##### Information shown #####

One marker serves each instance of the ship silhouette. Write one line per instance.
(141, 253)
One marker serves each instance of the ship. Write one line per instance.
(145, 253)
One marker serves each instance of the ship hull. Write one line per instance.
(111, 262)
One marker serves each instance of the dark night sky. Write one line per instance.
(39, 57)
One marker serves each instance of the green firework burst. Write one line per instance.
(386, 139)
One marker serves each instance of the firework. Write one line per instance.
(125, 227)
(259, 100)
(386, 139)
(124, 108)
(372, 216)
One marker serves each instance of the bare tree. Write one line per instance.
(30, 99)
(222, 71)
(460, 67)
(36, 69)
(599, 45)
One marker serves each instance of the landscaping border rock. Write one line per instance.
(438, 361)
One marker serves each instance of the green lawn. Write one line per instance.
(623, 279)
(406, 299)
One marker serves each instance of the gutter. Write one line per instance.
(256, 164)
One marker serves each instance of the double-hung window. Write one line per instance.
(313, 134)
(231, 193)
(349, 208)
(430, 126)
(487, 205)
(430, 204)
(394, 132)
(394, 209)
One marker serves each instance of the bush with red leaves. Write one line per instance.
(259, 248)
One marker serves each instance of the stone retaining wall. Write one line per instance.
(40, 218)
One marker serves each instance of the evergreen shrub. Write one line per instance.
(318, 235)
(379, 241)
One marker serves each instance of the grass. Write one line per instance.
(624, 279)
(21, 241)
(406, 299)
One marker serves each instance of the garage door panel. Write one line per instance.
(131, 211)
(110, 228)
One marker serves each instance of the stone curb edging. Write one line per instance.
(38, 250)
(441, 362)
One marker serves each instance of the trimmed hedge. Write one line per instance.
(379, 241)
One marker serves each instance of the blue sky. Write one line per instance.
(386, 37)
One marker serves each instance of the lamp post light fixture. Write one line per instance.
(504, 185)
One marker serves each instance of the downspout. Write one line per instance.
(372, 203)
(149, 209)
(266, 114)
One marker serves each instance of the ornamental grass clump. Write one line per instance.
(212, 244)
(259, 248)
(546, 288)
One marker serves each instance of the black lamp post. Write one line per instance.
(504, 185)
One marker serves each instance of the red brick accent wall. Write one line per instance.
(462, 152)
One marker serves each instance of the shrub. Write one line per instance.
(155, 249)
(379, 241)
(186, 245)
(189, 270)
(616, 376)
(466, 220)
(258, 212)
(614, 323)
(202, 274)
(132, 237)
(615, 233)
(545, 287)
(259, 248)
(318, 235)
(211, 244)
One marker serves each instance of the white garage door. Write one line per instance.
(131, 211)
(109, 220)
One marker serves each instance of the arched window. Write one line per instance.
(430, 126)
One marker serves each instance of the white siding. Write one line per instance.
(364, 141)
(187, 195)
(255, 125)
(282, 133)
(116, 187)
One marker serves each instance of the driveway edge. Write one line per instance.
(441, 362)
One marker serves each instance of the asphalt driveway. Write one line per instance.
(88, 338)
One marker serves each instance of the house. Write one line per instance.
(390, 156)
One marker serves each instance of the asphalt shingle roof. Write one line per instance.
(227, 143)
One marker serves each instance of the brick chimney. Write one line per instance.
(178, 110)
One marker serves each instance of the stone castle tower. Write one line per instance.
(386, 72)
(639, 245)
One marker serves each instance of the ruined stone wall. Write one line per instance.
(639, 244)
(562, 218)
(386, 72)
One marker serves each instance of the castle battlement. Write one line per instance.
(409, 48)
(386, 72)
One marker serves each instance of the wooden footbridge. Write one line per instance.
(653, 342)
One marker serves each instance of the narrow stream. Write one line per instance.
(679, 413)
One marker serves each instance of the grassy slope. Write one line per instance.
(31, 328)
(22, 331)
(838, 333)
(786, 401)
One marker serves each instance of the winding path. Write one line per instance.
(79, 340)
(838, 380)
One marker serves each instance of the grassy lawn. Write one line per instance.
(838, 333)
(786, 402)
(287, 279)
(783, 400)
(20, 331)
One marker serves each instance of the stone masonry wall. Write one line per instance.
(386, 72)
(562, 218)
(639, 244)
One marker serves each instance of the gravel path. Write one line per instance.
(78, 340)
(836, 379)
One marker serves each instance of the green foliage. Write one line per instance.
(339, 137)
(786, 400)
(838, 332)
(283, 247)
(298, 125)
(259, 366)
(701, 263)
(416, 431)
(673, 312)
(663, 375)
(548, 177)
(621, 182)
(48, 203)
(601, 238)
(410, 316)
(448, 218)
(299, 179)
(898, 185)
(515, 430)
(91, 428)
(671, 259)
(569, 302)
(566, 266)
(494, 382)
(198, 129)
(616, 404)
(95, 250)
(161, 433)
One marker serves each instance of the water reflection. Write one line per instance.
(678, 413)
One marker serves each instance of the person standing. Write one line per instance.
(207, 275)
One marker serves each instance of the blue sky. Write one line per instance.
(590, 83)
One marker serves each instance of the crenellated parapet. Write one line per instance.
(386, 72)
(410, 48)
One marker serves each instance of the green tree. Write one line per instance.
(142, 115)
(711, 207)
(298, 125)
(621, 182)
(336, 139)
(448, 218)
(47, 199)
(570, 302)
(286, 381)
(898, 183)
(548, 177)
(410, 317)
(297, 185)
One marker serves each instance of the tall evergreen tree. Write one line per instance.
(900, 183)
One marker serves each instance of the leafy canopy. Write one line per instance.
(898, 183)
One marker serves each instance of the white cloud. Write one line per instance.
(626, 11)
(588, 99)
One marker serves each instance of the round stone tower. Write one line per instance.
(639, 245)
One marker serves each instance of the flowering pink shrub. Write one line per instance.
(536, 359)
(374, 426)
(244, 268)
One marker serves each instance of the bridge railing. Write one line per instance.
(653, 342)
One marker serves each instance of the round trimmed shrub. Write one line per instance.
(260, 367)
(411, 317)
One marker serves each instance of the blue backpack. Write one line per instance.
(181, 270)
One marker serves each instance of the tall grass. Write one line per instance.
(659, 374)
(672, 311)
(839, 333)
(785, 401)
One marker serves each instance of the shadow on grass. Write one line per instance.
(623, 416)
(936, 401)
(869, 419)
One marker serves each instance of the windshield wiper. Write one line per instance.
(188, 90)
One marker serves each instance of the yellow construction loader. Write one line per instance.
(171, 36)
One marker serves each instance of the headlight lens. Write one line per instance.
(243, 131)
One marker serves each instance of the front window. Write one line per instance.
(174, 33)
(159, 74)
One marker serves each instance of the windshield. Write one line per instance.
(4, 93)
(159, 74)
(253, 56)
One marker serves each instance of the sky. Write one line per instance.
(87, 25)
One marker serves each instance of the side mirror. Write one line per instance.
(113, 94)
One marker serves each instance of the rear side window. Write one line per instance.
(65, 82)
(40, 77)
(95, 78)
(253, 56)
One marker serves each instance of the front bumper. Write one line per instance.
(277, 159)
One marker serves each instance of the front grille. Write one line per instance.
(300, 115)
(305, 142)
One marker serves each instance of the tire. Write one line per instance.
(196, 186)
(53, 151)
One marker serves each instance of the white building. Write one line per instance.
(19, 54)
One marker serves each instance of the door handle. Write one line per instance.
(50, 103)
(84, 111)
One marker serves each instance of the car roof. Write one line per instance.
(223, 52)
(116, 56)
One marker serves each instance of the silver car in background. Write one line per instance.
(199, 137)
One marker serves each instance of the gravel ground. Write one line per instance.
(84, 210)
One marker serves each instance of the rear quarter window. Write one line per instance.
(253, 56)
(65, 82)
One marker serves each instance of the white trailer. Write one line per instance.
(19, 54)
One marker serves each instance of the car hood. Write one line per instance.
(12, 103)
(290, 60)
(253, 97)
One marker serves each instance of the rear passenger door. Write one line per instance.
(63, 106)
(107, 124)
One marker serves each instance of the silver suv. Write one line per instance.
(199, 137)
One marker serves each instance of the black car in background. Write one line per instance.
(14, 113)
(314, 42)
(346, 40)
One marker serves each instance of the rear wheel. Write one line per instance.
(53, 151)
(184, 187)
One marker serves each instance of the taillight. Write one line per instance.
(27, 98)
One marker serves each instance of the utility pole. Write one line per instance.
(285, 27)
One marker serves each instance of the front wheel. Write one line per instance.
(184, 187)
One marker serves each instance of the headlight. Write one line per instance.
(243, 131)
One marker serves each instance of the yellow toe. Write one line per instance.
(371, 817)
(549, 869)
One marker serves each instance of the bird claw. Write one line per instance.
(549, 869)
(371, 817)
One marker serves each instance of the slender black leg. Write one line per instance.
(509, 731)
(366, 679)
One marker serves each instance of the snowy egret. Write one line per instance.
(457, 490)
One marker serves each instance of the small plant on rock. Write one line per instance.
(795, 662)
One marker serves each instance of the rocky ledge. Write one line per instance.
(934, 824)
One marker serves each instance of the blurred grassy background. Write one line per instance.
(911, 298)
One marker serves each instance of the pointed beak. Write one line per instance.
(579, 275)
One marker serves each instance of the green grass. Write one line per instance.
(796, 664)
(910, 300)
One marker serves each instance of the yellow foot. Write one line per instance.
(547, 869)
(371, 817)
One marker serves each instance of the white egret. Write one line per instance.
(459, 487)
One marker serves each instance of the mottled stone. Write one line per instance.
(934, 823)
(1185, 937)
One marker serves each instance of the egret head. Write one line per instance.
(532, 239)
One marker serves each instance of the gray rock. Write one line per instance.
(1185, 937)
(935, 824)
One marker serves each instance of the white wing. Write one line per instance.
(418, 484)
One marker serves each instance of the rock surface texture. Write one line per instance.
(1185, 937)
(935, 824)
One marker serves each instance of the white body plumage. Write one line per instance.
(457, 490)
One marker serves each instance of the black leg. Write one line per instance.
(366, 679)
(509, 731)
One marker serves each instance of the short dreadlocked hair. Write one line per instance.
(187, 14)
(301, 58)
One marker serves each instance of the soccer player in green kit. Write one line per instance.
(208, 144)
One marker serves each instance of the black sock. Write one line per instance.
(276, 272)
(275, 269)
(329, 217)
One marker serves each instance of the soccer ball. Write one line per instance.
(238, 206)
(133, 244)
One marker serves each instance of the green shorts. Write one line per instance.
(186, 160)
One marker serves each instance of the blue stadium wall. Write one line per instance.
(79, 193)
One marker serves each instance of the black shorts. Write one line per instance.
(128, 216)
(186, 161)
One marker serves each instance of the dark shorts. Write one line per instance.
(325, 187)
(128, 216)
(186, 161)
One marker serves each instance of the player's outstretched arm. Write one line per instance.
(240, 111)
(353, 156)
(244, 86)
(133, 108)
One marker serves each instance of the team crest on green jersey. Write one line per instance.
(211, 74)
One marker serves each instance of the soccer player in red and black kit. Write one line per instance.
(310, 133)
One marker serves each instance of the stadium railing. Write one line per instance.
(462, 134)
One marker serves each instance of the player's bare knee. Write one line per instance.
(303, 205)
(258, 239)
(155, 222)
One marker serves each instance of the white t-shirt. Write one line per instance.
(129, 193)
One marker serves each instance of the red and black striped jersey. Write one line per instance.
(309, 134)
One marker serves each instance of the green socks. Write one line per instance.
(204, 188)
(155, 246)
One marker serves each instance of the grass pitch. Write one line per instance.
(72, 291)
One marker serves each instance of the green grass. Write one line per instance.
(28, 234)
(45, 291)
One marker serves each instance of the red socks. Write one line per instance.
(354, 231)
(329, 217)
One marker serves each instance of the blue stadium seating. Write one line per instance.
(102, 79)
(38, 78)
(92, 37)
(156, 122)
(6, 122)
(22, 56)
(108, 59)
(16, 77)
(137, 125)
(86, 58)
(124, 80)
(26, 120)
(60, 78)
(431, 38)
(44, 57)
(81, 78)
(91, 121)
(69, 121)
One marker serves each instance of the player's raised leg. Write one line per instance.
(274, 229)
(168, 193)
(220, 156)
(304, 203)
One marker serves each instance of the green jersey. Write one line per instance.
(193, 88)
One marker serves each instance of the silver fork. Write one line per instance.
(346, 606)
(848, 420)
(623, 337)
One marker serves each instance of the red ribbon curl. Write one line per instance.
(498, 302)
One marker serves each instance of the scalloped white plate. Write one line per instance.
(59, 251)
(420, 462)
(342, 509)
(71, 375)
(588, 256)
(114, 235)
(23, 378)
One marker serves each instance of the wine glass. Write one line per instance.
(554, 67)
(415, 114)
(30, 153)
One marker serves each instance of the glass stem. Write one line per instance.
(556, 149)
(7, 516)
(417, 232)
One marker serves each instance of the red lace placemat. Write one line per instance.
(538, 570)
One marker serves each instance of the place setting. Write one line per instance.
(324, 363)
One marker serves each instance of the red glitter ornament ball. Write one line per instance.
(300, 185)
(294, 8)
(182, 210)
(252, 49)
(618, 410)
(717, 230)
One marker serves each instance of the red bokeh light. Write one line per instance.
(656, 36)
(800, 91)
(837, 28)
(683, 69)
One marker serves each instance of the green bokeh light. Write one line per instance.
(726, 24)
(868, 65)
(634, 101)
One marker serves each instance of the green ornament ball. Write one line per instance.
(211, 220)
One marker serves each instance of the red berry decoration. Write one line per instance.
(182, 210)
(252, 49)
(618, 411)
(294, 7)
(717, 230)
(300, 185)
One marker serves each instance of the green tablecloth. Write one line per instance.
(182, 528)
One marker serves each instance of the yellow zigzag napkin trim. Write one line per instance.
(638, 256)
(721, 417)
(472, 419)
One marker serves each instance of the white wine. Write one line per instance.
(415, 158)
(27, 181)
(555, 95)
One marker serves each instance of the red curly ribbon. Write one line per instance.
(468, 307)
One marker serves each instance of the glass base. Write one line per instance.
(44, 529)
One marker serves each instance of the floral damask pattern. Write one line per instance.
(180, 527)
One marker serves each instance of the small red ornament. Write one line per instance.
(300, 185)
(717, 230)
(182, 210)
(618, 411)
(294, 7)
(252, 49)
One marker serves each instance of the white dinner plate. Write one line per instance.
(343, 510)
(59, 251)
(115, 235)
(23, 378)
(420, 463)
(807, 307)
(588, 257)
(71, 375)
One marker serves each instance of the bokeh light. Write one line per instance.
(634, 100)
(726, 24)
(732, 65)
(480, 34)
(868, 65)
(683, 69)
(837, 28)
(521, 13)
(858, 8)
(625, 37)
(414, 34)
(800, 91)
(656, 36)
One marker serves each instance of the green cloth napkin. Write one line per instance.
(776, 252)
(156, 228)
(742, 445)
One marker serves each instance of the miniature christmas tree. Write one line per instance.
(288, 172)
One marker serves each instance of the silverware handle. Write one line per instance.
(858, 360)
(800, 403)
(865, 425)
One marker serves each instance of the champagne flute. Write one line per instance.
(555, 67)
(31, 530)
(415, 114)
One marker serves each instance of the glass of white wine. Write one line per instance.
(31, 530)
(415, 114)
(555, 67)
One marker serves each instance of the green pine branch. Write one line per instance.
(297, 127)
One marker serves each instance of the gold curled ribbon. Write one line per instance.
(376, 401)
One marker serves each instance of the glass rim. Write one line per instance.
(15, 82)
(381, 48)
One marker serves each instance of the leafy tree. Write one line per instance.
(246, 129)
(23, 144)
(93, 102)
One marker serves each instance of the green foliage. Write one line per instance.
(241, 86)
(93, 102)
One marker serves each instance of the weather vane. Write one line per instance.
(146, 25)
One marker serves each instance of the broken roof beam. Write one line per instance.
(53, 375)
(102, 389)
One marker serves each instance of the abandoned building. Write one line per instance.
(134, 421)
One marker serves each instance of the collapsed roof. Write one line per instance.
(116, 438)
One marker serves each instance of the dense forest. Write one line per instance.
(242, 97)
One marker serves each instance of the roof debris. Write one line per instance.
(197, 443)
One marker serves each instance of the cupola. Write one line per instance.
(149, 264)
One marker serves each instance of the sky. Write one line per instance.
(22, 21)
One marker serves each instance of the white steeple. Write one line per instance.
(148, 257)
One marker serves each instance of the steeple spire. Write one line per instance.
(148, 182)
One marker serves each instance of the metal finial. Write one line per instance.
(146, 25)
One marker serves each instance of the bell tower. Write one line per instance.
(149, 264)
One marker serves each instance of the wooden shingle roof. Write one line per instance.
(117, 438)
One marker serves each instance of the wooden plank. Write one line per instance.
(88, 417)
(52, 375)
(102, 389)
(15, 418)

#####

▶ Brief: Nothing but the lines from the line with "One marker serves each instance of the cupola." to the last line of the listing above should appear; please retype them exactly, both ends included.

▶ Task answer:
One marker serves each instance of the cupola. Write one line per instance.
(149, 264)
One marker serves each instance of the sky. Write one line per instance.
(22, 21)
One marker serves each instance of the white steeple. Write one line per instance.
(148, 257)
One marker serves each instance of the steeple spire. Write one line per instance.
(148, 182)
One marker serves each instance of the metal finial. Write one line per instance.
(146, 25)
One marker serves each instance of the bell tower. Write one line per instance.
(149, 264)
One marker serves each instance of the wooden shingle roof. Write one line per instance.
(117, 438)
One marker serves each instance of the wooden plank. Write one line per instance.
(88, 417)
(52, 375)
(102, 389)
(15, 418)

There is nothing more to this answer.